Task statement — Pull out every line of the material that contains the word "leaf" and copy each such line in full.

Entries provided —

+ + + + +

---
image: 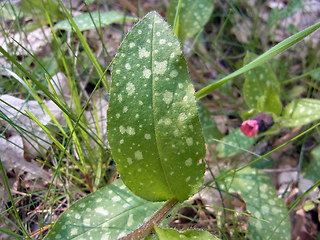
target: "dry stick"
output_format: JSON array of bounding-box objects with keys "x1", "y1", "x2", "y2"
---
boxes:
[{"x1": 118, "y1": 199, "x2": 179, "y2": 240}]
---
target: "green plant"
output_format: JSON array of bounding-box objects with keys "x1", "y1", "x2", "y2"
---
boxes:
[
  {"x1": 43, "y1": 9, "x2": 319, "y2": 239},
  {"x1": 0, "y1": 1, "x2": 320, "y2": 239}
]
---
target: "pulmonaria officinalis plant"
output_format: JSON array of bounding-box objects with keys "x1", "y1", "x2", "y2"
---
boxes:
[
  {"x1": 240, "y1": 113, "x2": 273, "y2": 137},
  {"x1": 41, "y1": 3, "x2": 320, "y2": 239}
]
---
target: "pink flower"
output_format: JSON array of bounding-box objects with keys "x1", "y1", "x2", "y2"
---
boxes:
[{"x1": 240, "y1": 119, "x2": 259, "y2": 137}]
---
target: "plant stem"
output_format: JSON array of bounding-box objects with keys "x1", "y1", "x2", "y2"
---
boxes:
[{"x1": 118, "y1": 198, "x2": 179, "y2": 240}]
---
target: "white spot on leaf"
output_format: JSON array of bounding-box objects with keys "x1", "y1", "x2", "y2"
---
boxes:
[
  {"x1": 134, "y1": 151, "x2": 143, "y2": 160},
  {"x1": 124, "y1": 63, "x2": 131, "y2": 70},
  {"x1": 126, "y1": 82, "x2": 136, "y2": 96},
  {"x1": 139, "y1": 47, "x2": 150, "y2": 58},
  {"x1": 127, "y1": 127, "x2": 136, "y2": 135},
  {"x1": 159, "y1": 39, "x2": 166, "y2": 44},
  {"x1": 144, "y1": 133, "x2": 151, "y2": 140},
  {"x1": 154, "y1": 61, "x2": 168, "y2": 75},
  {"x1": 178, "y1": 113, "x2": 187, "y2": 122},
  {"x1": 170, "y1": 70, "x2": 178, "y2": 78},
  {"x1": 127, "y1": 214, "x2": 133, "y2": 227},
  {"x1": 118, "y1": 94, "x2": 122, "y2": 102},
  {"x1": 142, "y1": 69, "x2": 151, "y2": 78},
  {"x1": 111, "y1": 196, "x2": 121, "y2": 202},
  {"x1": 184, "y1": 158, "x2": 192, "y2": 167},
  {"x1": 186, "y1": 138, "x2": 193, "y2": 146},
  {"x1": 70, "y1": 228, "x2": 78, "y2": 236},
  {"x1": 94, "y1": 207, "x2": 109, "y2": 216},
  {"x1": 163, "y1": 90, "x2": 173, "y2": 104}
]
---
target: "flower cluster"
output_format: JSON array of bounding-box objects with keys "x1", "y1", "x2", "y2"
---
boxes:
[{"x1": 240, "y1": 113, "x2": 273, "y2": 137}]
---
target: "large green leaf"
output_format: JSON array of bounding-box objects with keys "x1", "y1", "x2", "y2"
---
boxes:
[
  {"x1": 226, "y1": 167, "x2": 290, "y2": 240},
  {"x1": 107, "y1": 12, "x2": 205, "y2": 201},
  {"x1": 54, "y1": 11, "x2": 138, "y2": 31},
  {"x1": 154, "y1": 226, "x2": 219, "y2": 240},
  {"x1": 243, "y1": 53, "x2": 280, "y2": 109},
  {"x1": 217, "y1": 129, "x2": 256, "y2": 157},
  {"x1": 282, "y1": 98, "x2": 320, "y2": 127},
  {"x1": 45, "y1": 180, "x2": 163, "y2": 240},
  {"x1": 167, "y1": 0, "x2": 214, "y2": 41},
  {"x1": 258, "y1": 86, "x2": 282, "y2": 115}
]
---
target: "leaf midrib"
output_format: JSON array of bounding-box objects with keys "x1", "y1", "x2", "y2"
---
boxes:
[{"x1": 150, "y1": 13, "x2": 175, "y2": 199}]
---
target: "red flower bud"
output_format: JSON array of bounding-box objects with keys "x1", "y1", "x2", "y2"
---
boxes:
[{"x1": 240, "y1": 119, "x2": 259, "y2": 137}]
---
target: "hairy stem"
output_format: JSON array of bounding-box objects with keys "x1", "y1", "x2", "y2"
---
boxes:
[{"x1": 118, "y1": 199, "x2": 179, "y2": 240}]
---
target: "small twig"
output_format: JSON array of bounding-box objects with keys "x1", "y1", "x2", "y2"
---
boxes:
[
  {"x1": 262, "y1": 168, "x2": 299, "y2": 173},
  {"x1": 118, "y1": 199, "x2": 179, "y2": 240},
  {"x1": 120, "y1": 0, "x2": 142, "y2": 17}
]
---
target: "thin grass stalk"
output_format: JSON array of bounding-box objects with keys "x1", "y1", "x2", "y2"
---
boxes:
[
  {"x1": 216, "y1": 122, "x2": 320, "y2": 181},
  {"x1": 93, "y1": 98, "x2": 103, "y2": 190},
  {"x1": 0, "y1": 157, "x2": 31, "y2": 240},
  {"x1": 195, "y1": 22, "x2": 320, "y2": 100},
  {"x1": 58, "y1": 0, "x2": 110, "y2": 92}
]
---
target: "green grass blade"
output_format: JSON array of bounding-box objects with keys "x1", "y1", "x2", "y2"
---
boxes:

+ + + + +

Output of the exercise —
target: "white spot on leaf"
target: "large green leaf"
target: "leaf midrib"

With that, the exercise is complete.